> _The request_
Continue the page about the sdmxabs Python package for downloading Australian Bureau of Statistics data, picking up right after its last sentence.

> _Selected passage_

Skip to main content

Download data from the Australian Bureau of Statistics (ABS) using its SDMX API

Project description

sdmxabs

sdmxabs is a small python package to download data from the Australian Bureau of Statistics using its SDMX API. SDMX stands for Statistical Data and Metadata eXchange. This package is designed to be used interactively within a Jupyter notebook.

Usage

import sdmxabs as sa
from sdmxabs import MatchType as Mt

Before you fetch data from the ABS, you need to know three things:

  • the flow identifier (flow_id) for the data you want. These are short strings, like "CPI" for the Consumer Price Index. You find these using the data_flows() function
  • the dimensions for this flow_id, which are used to select a specific data series. If no dimensiosn are set, the fetch() function will return all data series for a flow identifier. The dimensions can be found using the data_dimensions() function.
  • the codes the ABS uses to specify selected data series against these dimensions. The codes can be found in the relevant code_lists using the code_lists() function. The code list names are part of the information provided with the data dimenions.

Note: it is much, much faster to fetch one or two series using the data dimensions and code lists, than to fetch every data series associated with a flow identifier, and then search through the meta data for the data you want.

Key functions

Metadata

data_flows(flow_id:str='all', **kwargs: Unpack[GetFileKwargs]) -> dict[str, dict[str, str]] - returns the ABS data. The data is returned in a dictionary with the flow identifier as the key and the attributes of that flow in a dictionary of name-value pairs. You can turn the returned value from code_lists() into a pandas DataFrame, with the following: frame (code_lists(cl_id))

data_dimensions(flow_id: str, **kwargs: Unpack[GetFileKwargs]) -> dict[str, dict[str, str]] - returns the data dimensions and attributes associated with a specific ABS dataflow. The data is returned in a dictionary of dimension/attribute names, and their associated information in a dictionary. You can turn the returned value from code_lists() into a pandas DataFrame, with the following: frame (code_lists(cl_id))

> _Information supplied_

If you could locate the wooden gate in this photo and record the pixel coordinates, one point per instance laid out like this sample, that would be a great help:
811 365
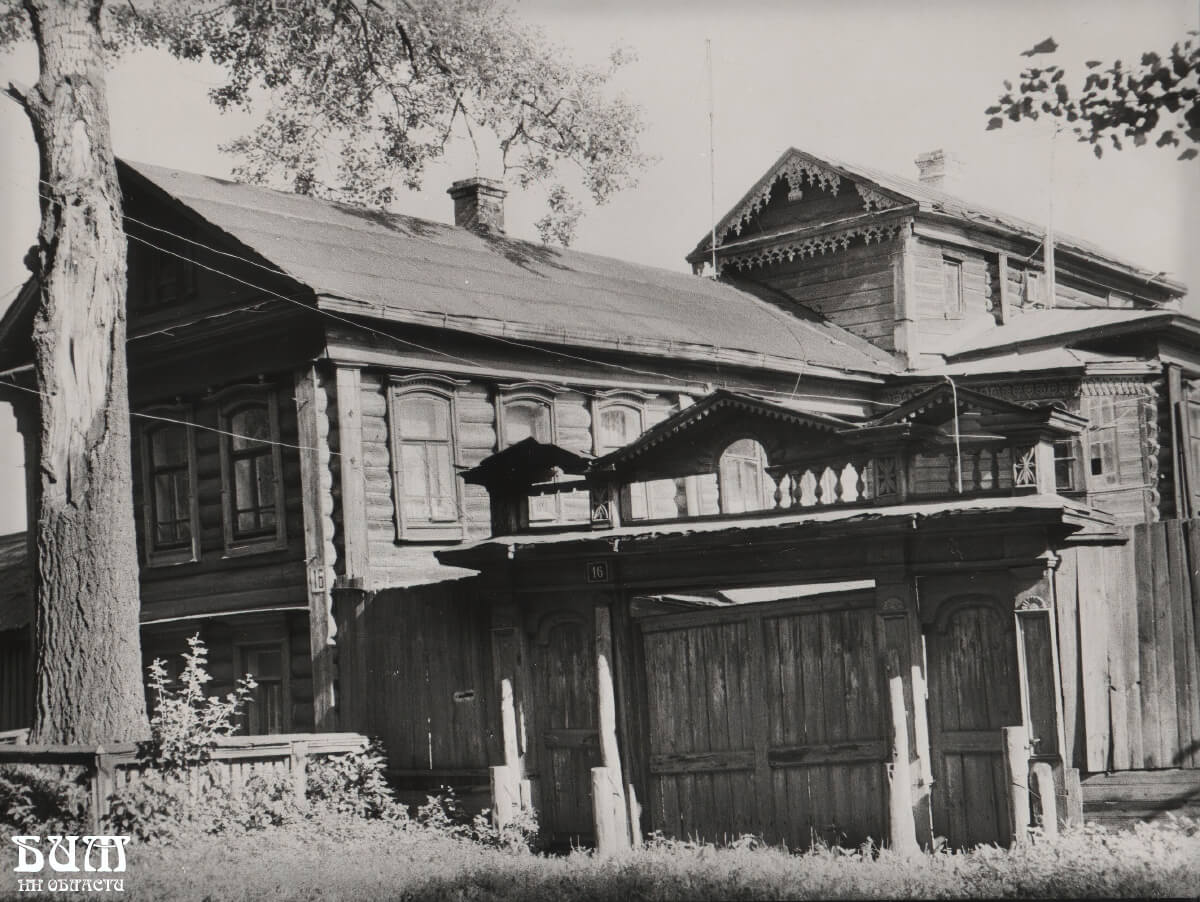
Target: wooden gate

> _Reply_
code_lists(cl_id: str, **kwargs: Unpack[GetFileKwargs])-> dict[str, dict[str, str]] The data is returned in a dictionary of codes and their associated information. The code list identifiers (cl_id) can be found in the data dimensions (see previous). You can turn the returned value from code_lists() into a pandas DataFrame, with the following: frame (code_lists(cl_id))

code_list_for_dim(flow_id: str, dim_name: str, **kwargs: Unpack[GetFileKwargs]) -> dict[str, dict[str, str]] provides a quick method for getting the code list associated with a particular dimension in a dataflow.

frame(f: dict[str, dict[str, str]]) -> pd.DataFrame- a utility function to convert the output from the key flow metadata functions above to a more human readable pandas DataFrame.

The ABS data

Once you know what data you want, you can specify that information in a fetch() request.

fetch(flow_id: str, dims: dict[str, str] | None, parameters: dict[str, str] | None = None, validate: bool = False, **kwargs: Unpack[GetFileKwargs]) -> tuple[pd.DataFrame, pd.DataFrame]: - this function returns two DataFrames, the first is for data. The second is for the associated meta data. The column names in the data DataFrame will match the row names in the meta DataFrame. The dims argument is a dictionary, where the key is a dimension, and the value one or more codes from the relevant code list. Multiple values are concatenated with the "+" symbol. For example, the key value pair for extracting Seasonally Adjusted and Trend data is typically, {"TSEST": "20+30"}, where "TSEST" is the data dimenion. The validate argument reports if there were any issues translating your dimensions dictionary into the SDMX key.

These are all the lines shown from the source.